= PROVIDED TEXT =
--- Begin ---

The United States is at a crossroads. Despite a defense budget that dwarfs that of any of the nation’s rivals, the marginal return on this investment has decreased dramatically since the end of World War II. Why? Why have America’s rivals, despite inferior resources, increasingly set the terms of international competition? How might America’s leaders reconsider the application of power to ensure a favorable place on an increasingly crowded global stage?

By tracing the geographic and historical development of four global actors—Russia, Iran, China, and the United States—Phillip T. Lohaus illuminates four equally distinct approaches to competition outside of warfare. He argues that while America’s actions may have birthed information as a currency of power, the nation’s failure to fully grasp the implications of this transition has created critical opportunities for its rivals to increase their power at the expense of the United States. The American way of competition, rooted in a scientific understanding of warfare, may impede effectiveness in the amorphous and unscientific landscape of twenty-first-century competition.

From Rome to Britain, complacency has contributed to the downfall of many empires. Yet the slow bleed of American power may still be stanched by an approach to competition that emphasizes subtlety, diffusion, and ubiquity. America has developed and used these tools in the past—its very survival may hinge on returning to them. Power and Complacency defines the differing perspectives of America’s international conflicts and offers possible solutions for reformulating its superpower strengths.

--- End ---

= REQUIRED ACTIONS =
**A.** In the book description, swap "crossroads" for "turning point" and write out everything from "The United States is" down to "crowded global stage?" with that change.
**B.** According to the book description, which four global actors does Phillip T. Lohaus trace?
**C.** Shorten the paragraph of the book description that begins "From Rome to Britain" and keep its main facts.

= SOURCE MATERIAL =
--- Begin ---

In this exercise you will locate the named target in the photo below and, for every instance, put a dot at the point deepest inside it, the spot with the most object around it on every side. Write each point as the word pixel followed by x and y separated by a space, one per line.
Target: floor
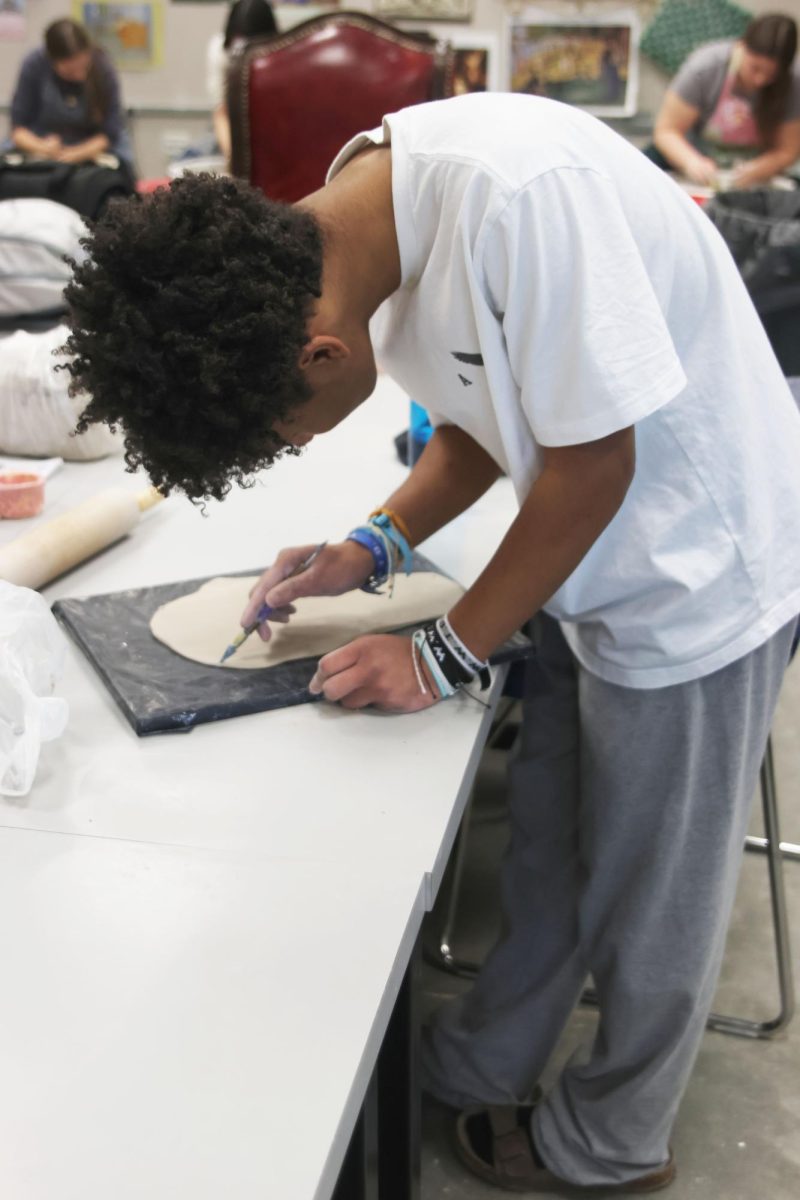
pixel 738 1133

--- End ---

= EXPECTED ANSWERS =
**A.**
The United States is at a turning point. Despite a defense budget that dwarfs that of any of the nation’s rivals, the marginal return on this investment has decreased dramatically since the end of World War II. Why? Why have America’s rivals, despite inferior resources, increasingly set the terms of international competition? How might America’s leaders reconsider the application of power to ensure a favorable place on an increasingly crowded global stage?

**B.** Russia, Iran, China, and the United States.

**C.** Complacency has helped bring down many empires, from Rome to Britain. The slow loss of American power may still be stopped by competing with subtlety, diffusion, and ubiquity. America has used these tools before, and its survival may depend on returning to them. Power and Complacency defines the differing perspectives of America's international conflicts and offers possible ways to reshape its superpower strengths.